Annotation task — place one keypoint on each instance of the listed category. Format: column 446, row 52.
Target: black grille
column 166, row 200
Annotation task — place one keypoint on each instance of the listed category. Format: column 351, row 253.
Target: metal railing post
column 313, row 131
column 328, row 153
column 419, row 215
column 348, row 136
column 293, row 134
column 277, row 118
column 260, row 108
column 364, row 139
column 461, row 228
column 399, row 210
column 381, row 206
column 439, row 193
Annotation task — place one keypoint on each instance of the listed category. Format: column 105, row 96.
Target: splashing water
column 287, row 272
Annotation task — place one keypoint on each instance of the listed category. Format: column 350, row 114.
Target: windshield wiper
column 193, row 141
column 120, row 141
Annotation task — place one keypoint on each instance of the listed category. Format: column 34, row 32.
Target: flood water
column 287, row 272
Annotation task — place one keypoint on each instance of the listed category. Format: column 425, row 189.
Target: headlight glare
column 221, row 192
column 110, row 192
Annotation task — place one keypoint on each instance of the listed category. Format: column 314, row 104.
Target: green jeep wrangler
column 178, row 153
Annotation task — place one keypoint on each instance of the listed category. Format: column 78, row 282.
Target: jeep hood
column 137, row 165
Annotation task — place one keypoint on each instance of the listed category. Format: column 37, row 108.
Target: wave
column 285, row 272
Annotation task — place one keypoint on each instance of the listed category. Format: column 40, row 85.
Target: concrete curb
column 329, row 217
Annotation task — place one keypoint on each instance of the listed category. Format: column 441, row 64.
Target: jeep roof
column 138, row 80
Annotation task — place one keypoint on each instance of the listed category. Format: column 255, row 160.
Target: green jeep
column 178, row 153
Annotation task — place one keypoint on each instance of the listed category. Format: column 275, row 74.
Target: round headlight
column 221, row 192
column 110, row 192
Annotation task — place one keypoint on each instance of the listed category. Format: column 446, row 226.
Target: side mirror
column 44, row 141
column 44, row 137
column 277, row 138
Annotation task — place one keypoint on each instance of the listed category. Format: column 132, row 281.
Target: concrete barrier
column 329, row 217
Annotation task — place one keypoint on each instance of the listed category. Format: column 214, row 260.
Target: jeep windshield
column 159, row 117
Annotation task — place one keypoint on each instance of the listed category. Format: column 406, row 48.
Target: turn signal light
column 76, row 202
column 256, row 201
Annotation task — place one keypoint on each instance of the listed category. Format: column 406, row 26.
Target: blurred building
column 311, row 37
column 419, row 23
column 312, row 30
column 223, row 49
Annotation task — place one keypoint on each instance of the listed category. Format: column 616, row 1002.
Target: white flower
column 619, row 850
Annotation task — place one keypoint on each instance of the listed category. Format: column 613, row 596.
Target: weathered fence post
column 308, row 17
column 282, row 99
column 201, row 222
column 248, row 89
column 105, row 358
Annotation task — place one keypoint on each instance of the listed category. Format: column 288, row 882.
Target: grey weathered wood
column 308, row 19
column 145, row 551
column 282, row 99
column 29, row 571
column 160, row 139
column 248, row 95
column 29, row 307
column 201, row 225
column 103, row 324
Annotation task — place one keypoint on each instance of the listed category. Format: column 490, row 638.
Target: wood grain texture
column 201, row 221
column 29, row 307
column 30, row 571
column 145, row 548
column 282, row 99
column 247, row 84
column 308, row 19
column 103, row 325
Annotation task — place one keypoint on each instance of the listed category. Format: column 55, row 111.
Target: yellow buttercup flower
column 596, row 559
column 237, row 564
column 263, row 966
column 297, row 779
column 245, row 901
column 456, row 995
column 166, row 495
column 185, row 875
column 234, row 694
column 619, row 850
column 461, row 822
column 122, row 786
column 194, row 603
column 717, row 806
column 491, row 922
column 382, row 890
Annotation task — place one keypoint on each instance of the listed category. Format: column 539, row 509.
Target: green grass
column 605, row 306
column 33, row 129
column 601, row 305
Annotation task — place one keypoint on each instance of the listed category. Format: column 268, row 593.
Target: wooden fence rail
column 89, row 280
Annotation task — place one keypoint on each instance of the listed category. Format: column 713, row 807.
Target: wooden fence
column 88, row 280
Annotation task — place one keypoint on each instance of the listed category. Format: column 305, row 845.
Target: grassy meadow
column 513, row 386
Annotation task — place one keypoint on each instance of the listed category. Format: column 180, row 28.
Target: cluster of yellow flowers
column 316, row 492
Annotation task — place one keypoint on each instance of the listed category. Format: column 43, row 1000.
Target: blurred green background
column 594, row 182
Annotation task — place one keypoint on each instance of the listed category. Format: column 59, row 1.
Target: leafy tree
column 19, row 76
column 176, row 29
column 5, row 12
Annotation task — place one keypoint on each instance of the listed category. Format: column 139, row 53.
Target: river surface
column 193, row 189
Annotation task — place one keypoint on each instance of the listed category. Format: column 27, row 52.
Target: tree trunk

:: To do ::
The whole listing above, restated word for word, is the required answer.

:: Reply to the task ::
Annotation task — place one keypoint on each instance of the listed category. Format: column 446, row 52.
Target: black grille
column 166, row 200
Annotation task — place one keypoint on each instance of the listed category. Format: column 351, row 253.
Target: metal railing post
column 313, row 131
column 328, row 153
column 419, row 215
column 348, row 136
column 293, row 134
column 277, row 118
column 260, row 108
column 364, row 139
column 461, row 228
column 399, row 210
column 381, row 206
column 439, row 193
Annotation task — place one keypoint on each instance of the listed category. Format: column 105, row 96.
Target: splashing water
column 287, row 272
Annotation task — place one keypoint on each instance of the listed category. Format: column 350, row 114.
Target: windshield wiper
column 193, row 141
column 120, row 141
Annotation task — place one keypoint on each instance of the listed category. Format: column 34, row 32.
Target: flood water
column 287, row 272
Annotation task — place one keypoint on each instance of the listed category. Format: column 425, row 189.
Target: headlight glare
column 221, row 192
column 110, row 192
Annotation task — place one keypoint on each instance of the listed category. Format: column 314, row 104.
Target: green jeep wrangler
column 178, row 153
Annotation task — place one keypoint on each instance of the listed category. Format: column 78, row 282.
Target: jeep hood
column 137, row 165
Annotation task — place one keypoint on each instance of the listed category. Format: column 37, row 108.
Target: wave
column 285, row 272
Annotation task — place one keypoint on each instance of the listed category. Format: column 40, row 85.
Target: concrete curb
column 329, row 217
Annotation task — place one keypoint on each instance of the listed category. Format: column 441, row 64.
Target: jeep roof
column 138, row 80
Annotation task — place one keypoint on each instance of the listed category. Format: column 255, row 160.
Target: green jeep
column 178, row 153
Annotation task — place one keypoint on each instance of the listed category. Format: column 275, row 74.
Target: round headlight
column 221, row 192
column 110, row 192
Annotation task — place one keypoint on each instance of the listed category. Format: column 446, row 226.
Target: side mirror
column 44, row 141
column 44, row 137
column 277, row 138
Annotation task — place one keypoint on each instance of the listed category. Format: column 132, row 281.
Target: concrete barrier
column 329, row 217
Annotation task — place one keypoint on each instance of the listed category. Format: column 214, row 260.
Target: jeep windshield
column 159, row 117
Annotation task — place one keypoint on each instance of the listed category. Format: column 406, row 48.
Target: turn signal light
column 76, row 202
column 256, row 201
Annotation task — place one keypoint on each instance of the listed category. Format: column 406, row 26.
Target: blurred building
column 311, row 37
column 419, row 23
column 312, row 30
column 223, row 49
Annotation task — place one keypoint on each instance of the listed category. Format: column 616, row 1002.
Target: white flower
column 619, row 850
Annotation task — place one keypoint on each instance of the listed category. Format: column 613, row 596.
Target: weathered fence post
column 308, row 17
column 282, row 99
column 201, row 222
column 248, row 89
column 105, row 358
Annotation task — place one keypoint on each instance of the listed category. Format: column 288, row 882.
Target: grey weathered wood
column 308, row 19
column 145, row 551
column 282, row 99
column 29, row 571
column 160, row 139
column 248, row 95
column 29, row 307
column 201, row 225
column 103, row 324
Annotation task — place one keypoint on each instance of the listed category. Format: column 490, row 638.
Target: wood grain texture
column 201, row 221
column 29, row 307
column 30, row 571
column 145, row 548
column 282, row 99
column 247, row 84
column 308, row 19
column 103, row 325
Annotation task — place one keypoint on each instance of the listed category. Format: column 55, row 111.
Target: yellow buttercup flower
column 596, row 559
column 237, row 564
column 263, row 966
column 297, row 779
column 245, row 901
column 456, row 995
column 166, row 495
column 185, row 875
column 234, row 694
column 619, row 850
column 461, row 822
column 122, row 786
column 194, row 603
column 717, row 806
column 491, row 922
column 382, row 890
Annotation task — place one keypoint on each instance of the listed category. Format: column 539, row 509.
Target: green grass
column 605, row 306
column 33, row 129
column 601, row 305
Annotation task — place one keypoint on each instance of the listed category. Format: column 268, row 593.
Target: wooden fence rail
column 89, row 280
Annotation task — place one keypoint on each instance of the listed category. Format: column 713, row 807.
Target: wooden fence
column 88, row 280
Annotation task — place one keypoint on each instance of the listed category. Format: column 305, row 845.
Target: grassy meadow
column 513, row 386
Annotation task — place one keypoint on each instance of the listed category. Format: column 180, row 28.
Target: cluster of yellow flowers
column 316, row 492
Annotation task — place one keypoint on each instance of the listed category. Format: column 43, row 1000.
Target: blurred green background
column 594, row 182
Annotation task — place one keypoint on each instance of the listed category. Format: column 59, row 1.
Target: leafy tree
column 19, row 76
column 176, row 29
column 5, row 12
Annotation task — place one keypoint on each instance of the listed category. Format: column 139, row 53.
Target: river surface
column 193, row 189
Annotation task — place one keypoint on each instance of the listed category. Format: column 27, row 52.
Target: tree trunk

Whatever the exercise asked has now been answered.